**Request 1:** List every band or artist the forum thread below names among Jacob Hansen's references.
**Request 2:** According to the forum thread below, which site will be interviewing Jacob Hansen?
**Request 3:** For each statement, answer yes or no to whether it agrees with the forum thread below, and quote the words that decide it: (a) Hansen's first work as a producer dates to the early '90s. (b) Members are encouraged to ask very personal questions. (c) ngarjuna asks how these issues have affected the Asian music industry.

**Excerpted text:**

====

# Questions for Jacob Hansen



## marco_ktl

Hi all!
ProAudioShack will be interviewing Jacob Hansen.

Mr. Hansen has been around for a while. His first works as a producer are dated back in the early '90. Now, in his Hansen Studios he is recording, mixing, and producing some of the best european rock and metal bands. His references include: Volbeat, Rob Rock, Hatesphere, etc...

PAS members are most welcome to post here question-ideas about recording/mixing techniques, production tips&hints, personal sound tastes, general studio life style, you name it (don't be too personal ).

So... your turn to write something in this thread!:sweat:

Cheers,
-Marco


----------



## ngarjuna

Welcome to Pro Audio Shack, Jacob! Thanks a lot for taking the time to answer questions here, much appreciated.

I have question about the changing music industry. We often hear from American industry people how much the industry is changing and the ongoing debates about copyright infringement and piracy, the ubiquity of the internet and the overall decreasing value of music amongst listeners. How have these issues impacted the European music industry generally and your work specifically?


----------



## marco_ktl

Here are my questions:


What steps do you follow when you have to deal with first-studio-experience bands?
What was your most ridiculous experience you had in the studio? 
How does analogue and digital equipment merge in your signal path when recording or mixing?
What are your ”first choice” of microphones and preamps when starting a new project?
To trigger or not to trigger?
What's the most important thing to remember when you are mixing? 
Which record you didn't produce would you have loved to produce, and why?
Which record you produced would you love to re-do, and why?
Has ”preset” killed sound personality?
In what way your experience as a musician interacts with your producer's mind?


-Marco


----------



## sss

*85 dB SPL ?*

Hi Jacob,

I would like to get the explanation why people suggest us to listening monitor at 85 dB SPL ? I feel it just too loud.. Thanks a lot


----------



## immortalgropher

What's the funniest event that has happened during any of your sessions?

====

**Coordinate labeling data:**
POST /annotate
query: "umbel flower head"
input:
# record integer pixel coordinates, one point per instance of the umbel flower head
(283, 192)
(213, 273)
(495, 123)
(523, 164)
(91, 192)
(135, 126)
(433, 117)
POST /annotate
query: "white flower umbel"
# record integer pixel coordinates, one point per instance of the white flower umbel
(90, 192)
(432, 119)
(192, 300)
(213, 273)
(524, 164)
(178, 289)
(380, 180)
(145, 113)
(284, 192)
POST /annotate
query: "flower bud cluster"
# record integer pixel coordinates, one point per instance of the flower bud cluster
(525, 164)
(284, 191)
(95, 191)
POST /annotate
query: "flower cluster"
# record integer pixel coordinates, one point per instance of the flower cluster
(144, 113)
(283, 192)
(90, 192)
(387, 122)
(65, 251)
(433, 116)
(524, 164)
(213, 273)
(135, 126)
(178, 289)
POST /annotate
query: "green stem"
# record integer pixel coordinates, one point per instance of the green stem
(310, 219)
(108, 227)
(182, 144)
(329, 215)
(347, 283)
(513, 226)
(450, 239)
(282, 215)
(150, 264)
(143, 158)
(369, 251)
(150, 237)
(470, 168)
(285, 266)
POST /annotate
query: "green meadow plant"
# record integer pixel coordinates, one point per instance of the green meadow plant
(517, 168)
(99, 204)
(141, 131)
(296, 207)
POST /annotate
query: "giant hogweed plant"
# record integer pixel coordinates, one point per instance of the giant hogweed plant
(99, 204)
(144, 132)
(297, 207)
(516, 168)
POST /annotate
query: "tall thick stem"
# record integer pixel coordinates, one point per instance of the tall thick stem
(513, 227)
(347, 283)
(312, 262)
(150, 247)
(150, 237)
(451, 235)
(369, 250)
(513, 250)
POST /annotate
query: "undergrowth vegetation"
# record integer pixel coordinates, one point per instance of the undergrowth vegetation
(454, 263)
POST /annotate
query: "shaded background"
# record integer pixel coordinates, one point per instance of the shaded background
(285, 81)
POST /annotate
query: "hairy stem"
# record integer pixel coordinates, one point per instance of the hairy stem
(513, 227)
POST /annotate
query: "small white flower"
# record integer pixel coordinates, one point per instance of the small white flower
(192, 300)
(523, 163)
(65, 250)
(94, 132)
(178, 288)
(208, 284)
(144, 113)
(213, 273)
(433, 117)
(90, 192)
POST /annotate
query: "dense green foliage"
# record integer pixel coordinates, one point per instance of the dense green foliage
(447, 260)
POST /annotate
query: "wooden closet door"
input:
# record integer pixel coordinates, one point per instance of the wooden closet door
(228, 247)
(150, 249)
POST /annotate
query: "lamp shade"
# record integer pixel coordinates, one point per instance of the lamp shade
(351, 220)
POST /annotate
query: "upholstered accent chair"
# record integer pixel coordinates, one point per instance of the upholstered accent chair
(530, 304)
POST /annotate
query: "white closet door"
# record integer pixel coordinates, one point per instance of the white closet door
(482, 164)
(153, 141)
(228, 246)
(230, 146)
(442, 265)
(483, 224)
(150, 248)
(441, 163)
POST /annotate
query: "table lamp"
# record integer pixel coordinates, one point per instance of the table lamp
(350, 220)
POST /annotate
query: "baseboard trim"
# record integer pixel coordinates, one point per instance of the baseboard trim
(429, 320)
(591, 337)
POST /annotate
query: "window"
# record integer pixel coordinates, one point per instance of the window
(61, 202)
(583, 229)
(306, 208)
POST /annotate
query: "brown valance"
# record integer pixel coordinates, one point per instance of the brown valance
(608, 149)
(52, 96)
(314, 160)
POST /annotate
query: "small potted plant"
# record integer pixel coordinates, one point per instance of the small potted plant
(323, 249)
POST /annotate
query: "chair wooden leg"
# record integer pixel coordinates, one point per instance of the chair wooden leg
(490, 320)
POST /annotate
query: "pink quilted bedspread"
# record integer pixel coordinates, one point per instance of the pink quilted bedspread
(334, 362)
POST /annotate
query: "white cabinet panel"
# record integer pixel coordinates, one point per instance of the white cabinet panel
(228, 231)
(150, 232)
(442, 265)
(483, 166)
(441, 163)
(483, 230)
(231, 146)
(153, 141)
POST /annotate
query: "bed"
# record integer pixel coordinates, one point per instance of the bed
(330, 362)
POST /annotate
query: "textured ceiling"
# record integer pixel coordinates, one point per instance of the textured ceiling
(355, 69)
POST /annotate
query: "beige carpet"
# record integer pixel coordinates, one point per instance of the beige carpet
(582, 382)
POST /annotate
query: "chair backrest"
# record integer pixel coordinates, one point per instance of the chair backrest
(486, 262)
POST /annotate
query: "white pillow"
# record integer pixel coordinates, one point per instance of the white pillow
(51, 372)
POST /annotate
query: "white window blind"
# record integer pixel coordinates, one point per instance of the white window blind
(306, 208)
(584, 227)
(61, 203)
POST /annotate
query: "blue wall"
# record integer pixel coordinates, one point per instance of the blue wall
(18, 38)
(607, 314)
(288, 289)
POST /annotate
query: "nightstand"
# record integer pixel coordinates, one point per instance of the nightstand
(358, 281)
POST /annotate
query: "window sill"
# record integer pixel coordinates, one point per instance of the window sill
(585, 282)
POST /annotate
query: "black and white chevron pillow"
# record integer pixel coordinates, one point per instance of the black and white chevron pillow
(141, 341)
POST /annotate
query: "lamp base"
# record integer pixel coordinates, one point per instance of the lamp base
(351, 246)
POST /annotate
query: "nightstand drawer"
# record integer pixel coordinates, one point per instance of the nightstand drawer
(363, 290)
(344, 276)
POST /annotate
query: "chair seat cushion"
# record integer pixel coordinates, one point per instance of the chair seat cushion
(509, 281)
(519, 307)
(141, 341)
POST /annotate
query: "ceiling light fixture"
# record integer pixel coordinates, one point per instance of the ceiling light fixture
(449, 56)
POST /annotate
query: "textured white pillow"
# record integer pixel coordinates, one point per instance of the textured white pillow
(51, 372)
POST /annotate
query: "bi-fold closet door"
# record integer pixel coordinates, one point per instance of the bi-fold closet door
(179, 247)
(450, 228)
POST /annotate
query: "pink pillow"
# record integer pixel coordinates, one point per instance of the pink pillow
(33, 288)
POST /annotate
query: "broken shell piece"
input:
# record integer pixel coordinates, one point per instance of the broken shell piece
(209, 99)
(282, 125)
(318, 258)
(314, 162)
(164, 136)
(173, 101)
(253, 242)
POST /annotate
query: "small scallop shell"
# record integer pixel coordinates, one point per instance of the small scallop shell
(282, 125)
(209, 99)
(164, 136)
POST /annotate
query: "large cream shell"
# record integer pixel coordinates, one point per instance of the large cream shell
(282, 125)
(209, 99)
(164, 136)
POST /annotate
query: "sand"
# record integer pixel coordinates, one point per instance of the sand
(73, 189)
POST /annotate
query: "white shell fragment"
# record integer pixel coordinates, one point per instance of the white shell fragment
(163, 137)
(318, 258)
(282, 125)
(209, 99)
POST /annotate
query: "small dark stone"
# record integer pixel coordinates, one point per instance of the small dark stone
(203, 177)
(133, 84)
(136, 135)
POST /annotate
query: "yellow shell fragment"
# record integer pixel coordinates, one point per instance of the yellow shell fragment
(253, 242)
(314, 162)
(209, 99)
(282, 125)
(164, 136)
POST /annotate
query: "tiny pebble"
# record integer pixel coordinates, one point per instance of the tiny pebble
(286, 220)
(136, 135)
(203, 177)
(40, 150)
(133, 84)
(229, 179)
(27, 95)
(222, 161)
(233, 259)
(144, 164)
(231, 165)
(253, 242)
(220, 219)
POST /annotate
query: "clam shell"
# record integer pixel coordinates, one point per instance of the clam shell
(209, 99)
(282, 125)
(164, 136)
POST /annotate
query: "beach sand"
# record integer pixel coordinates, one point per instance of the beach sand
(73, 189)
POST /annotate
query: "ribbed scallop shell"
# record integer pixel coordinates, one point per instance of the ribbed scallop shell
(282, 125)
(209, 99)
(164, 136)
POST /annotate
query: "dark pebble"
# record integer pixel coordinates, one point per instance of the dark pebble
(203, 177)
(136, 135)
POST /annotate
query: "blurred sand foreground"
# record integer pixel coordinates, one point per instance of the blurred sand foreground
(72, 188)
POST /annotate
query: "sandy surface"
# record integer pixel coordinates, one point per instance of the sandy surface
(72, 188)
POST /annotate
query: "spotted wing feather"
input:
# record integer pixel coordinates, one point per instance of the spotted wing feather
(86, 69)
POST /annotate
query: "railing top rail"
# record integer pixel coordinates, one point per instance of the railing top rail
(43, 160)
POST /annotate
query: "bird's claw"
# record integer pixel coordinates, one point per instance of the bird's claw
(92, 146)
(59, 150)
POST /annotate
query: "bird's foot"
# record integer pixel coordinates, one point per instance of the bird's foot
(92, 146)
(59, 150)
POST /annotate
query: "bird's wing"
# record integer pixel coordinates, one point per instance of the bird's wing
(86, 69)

====

**Answer 1:** Volbeat, Rob Rock, Hatesphere

**Answer 2:** ProAudioShack

**Answer 3:**
(a) Yes: "His first works as a producer are dated back in the early '90."
(b) No: "don't be too personal"
(c) No: "How have these issues impacted the European music industry generally and your work specifically?"